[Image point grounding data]
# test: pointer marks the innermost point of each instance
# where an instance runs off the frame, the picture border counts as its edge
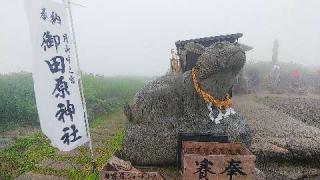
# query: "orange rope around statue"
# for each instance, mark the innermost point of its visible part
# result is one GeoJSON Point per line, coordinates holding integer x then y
{"type": "Point", "coordinates": [221, 105]}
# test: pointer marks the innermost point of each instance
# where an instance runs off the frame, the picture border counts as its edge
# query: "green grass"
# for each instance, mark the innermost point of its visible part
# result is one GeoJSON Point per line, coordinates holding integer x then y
{"type": "Point", "coordinates": [23, 155]}
{"type": "Point", "coordinates": [105, 96]}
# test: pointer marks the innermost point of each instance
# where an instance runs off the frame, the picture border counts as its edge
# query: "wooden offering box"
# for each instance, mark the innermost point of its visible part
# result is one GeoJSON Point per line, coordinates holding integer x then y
{"type": "Point", "coordinates": [216, 161]}
{"type": "Point", "coordinates": [111, 174]}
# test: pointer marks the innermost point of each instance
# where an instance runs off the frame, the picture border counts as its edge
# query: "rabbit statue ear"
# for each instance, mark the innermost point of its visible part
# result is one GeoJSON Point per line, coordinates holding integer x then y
{"type": "Point", "coordinates": [244, 47]}
{"type": "Point", "coordinates": [195, 48]}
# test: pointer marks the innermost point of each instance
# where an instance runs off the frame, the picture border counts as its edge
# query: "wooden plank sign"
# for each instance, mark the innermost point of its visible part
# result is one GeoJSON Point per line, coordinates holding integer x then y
{"type": "Point", "coordinates": [217, 161]}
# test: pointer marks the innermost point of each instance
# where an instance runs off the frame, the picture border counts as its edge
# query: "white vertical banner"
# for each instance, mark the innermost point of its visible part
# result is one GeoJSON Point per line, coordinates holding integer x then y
{"type": "Point", "coordinates": [55, 75]}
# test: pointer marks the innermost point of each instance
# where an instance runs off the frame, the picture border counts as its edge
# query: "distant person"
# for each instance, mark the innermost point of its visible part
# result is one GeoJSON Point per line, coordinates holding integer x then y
{"type": "Point", "coordinates": [295, 74]}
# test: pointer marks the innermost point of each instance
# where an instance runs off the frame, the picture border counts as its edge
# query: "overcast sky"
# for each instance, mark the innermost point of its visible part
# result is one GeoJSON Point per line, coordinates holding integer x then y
{"type": "Point", "coordinates": [134, 37]}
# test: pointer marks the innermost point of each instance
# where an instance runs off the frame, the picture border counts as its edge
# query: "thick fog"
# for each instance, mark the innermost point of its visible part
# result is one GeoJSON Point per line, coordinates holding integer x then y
{"type": "Point", "coordinates": [134, 37]}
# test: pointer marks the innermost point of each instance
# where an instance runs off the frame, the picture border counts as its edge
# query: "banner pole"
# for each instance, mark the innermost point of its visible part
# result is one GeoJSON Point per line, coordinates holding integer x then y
{"type": "Point", "coordinates": [81, 85]}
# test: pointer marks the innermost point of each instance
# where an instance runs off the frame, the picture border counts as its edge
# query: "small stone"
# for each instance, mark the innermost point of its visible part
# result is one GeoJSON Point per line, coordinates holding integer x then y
{"type": "Point", "coordinates": [33, 176]}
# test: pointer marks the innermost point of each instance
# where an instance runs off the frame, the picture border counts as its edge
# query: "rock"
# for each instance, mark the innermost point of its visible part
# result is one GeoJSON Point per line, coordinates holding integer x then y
{"type": "Point", "coordinates": [58, 165]}
{"type": "Point", "coordinates": [169, 105]}
{"type": "Point", "coordinates": [33, 176]}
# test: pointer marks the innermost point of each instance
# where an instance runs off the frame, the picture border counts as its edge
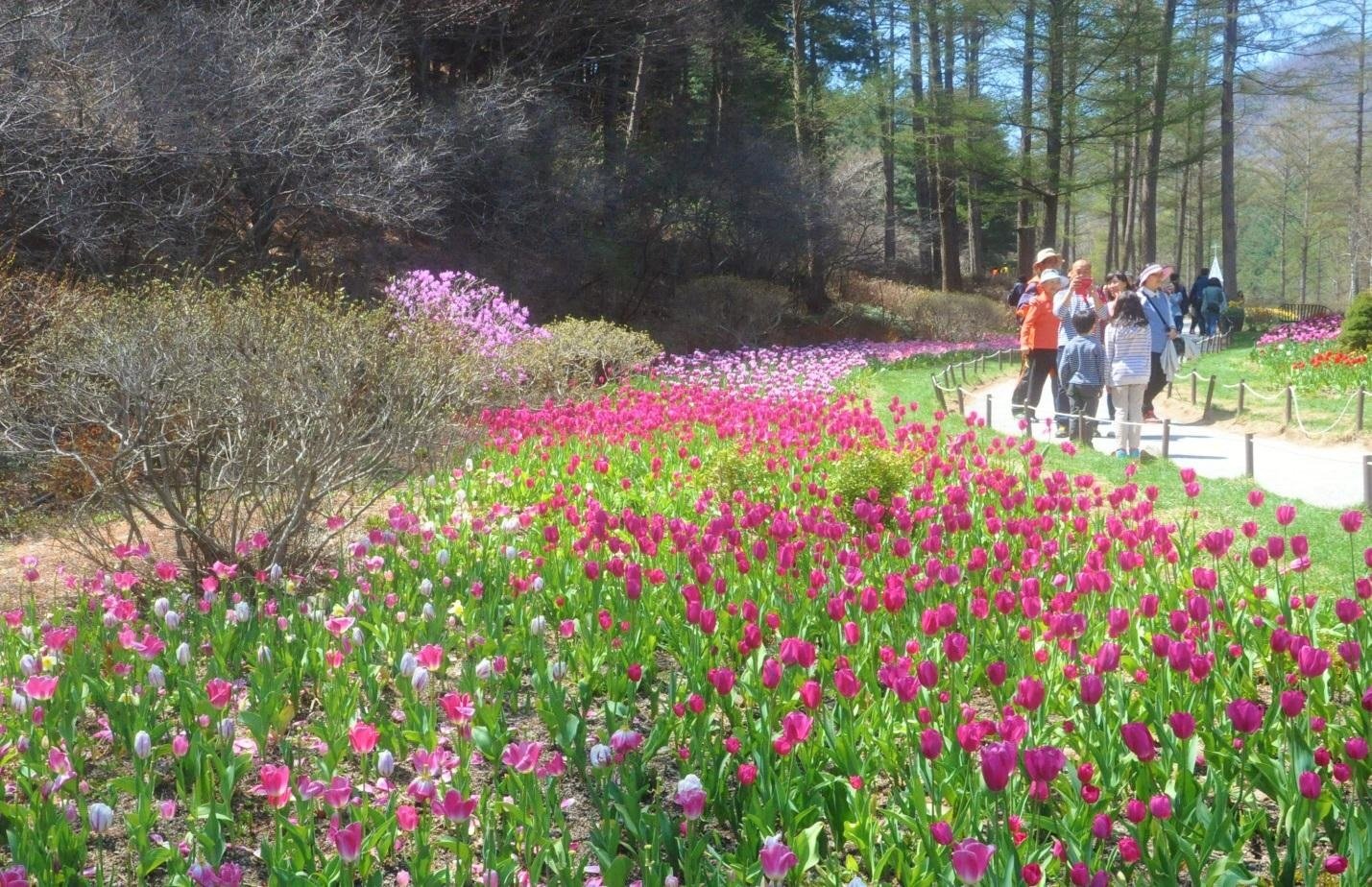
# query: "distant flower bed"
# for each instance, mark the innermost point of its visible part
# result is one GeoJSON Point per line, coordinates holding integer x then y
{"type": "Point", "coordinates": [811, 369]}
{"type": "Point", "coordinates": [1302, 332]}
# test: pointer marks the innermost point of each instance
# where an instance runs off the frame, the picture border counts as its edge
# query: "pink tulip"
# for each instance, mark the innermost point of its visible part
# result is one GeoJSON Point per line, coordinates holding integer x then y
{"type": "Point", "coordinates": [777, 858]}
{"type": "Point", "coordinates": [971, 860]}
{"type": "Point", "coordinates": [1244, 714]}
{"type": "Point", "coordinates": [1139, 740]}
{"type": "Point", "coordinates": [523, 755]}
{"type": "Point", "coordinates": [454, 806]}
{"type": "Point", "coordinates": [1309, 784]}
{"type": "Point", "coordinates": [276, 784]}
{"type": "Point", "coordinates": [220, 691]}
{"type": "Point", "coordinates": [690, 797]}
{"type": "Point", "coordinates": [349, 842]}
{"type": "Point", "coordinates": [998, 762]}
{"type": "Point", "coordinates": [40, 687]}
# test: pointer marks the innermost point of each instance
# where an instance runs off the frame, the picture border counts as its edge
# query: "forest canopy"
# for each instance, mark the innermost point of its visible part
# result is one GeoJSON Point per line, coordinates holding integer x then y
{"type": "Point", "coordinates": [614, 150]}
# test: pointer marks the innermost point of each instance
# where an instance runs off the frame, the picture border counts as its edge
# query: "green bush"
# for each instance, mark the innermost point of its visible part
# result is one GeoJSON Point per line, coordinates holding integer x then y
{"type": "Point", "coordinates": [1357, 324]}
{"type": "Point", "coordinates": [578, 352]}
{"type": "Point", "coordinates": [220, 415]}
{"type": "Point", "coordinates": [859, 473]}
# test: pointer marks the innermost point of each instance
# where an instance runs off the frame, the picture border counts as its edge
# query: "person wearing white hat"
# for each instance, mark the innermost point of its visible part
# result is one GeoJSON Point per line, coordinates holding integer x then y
{"type": "Point", "coordinates": [1163, 329]}
{"type": "Point", "coordinates": [1039, 346]}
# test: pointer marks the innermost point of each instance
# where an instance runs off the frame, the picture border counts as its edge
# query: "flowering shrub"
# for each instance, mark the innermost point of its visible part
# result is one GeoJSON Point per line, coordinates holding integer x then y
{"type": "Point", "coordinates": [478, 311]}
{"type": "Point", "coordinates": [811, 369]}
{"type": "Point", "coordinates": [574, 661]}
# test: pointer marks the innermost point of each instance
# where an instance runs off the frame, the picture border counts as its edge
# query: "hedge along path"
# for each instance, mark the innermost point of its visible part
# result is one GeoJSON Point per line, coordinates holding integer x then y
{"type": "Point", "coordinates": [1330, 476]}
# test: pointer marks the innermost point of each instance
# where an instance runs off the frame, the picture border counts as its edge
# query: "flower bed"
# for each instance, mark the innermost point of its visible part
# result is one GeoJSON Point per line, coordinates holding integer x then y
{"type": "Point", "coordinates": [789, 371]}
{"type": "Point", "coordinates": [694, 636]}
{"type": "Point", "coordinates": [1312, 330]}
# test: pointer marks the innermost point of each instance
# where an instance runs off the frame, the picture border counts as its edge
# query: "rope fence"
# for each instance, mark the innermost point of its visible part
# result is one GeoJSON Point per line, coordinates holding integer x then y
{"type": "Point", "coordinates": [955, 376]}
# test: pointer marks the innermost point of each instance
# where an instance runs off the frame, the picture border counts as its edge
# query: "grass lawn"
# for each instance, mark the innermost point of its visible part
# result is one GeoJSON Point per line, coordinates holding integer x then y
{"type": "Point", "coordinates": [1222, 502]}
{"type": "Point", "coordinates": [1324, 409]}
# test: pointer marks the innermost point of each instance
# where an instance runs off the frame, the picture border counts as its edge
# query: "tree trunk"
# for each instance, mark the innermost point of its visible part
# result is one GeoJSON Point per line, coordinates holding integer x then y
{"type": "Point", "coordinates": [944, 162]}
{"type": "Point", "coordinates": [1158, 108]}
{"type": "Point", "coordinates": [1052, 137]}
{"type": "Point", "coordinates": [879, 66]}
{"type": "Point", "coordinates": [815, 269]}
{"type": "Point", "coordinates": [975, 258]}
{"type": "Point", "coordinates": [1023, 217]}
{"type": "Point", "coordinates": [1356, 223]}
{"type": "Point", "coordinates": [1113, 233]}
{"type": "Point", "coordinates": [924, 192]}
{"type": "Point", "coordinates": [636, 108]}
{"type": "Point", "coordinates": [1228, 205]}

* _GOAL OF THE EXERCISE_: Count each line of the data where the word "banner" appears, then reply with the total only.

* _SOLUTION TO THIS PROBLEM_: 2